[REQUIRED ACTIONS]
- a) In the Mahalanobis distance introduction, what two things does this distance do automatically?
- b) Reproduce the part of the Mahalanobis distance introduction starting at "Introduction" and ending at "and other distances.".
- c) Carry on writing the Mahalanobis distance introduction from its last sentence.

[EXCERPTED TEXT]
Introduction

When dealing with real datasets, which are often noisy, it is often necessary to apply outlier detection methods before carrying out any modeling or analysis. One of the simplest non-parametric methods for outlier detection is based on the Mahalanobis distance. This post shows that this distance is powerful, since it automatically identifies correlations and scales the data accordingly. It also explores its deep connection with principal component analysis (PCA) and other distances.

[DATA SEGMENT]
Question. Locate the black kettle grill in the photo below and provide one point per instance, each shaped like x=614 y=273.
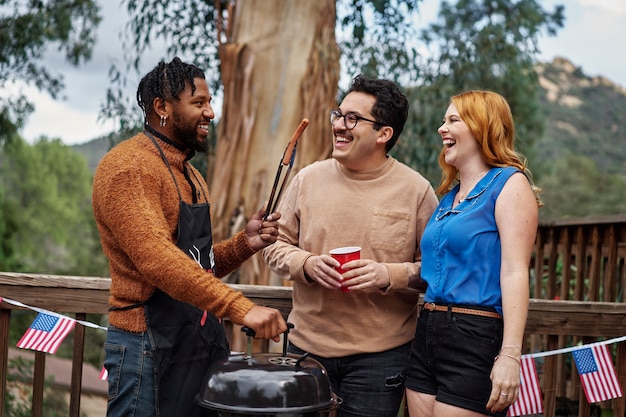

[RESPONSES TO THE EXERCISE]
- a) It identifies correlations and scales the data accordingly.

- b)
Introduction

When dealing with real datasets, which are often noisy, it is often necessary to apply outlier detection methods before carrying out any modeling or analysis. One of the simplest non-parametric methods for outlier detection is based on the Mahalanobis distance. This post shows that this distance is powerful, since it automatically identifies correlations and scales the data accordingly. It also explores its deep connection with principal component analysis (PCA) and other distances.

- c)
The Mahalanobis distance

We let \(X \in \mathbb{R}^{n\times p}\) represent our dataset where \(n\) is the number of observations and \(p\) the number of variables (we consider \(p=2\) in this example for simplicity) and we assume without loss of generality that \(X\) has zero mean. After defining the empirical covariance matrix as \(\Sigma= \frac{1}{n} X^{\top}X\),1 we obtain the (squared) Mahalanobis distance:2

\[d(x,x)^2 = x^{\top} \Sigma^{-1 } x >0.\]

As we show below, this distance is essentially the squared Euclidean distance \(d(x,x)^2 = x^{\top}x\) under a linear transformation \(\Sigma^{-1/2}\) since \(x^{\top} \Sigma^{-T/2 } \Sigma^{-1/2 } x = ||\Sigma^{-1/2 } x||_2^2\).

We can use this distance for outlier detection by removing values \(x\) from our dataset if \(x^{\top} \Sigma^{-1 } x > q\), where \(q\) is some threshold, for instance a quantile of a \(\chi^2(p)\) distribution with \(p\) degrees of freedom (more on this later).

A toy example

We start by showing some of the benefits of using the Mahalanobis compared with other distance-based alternatives for outlier detection.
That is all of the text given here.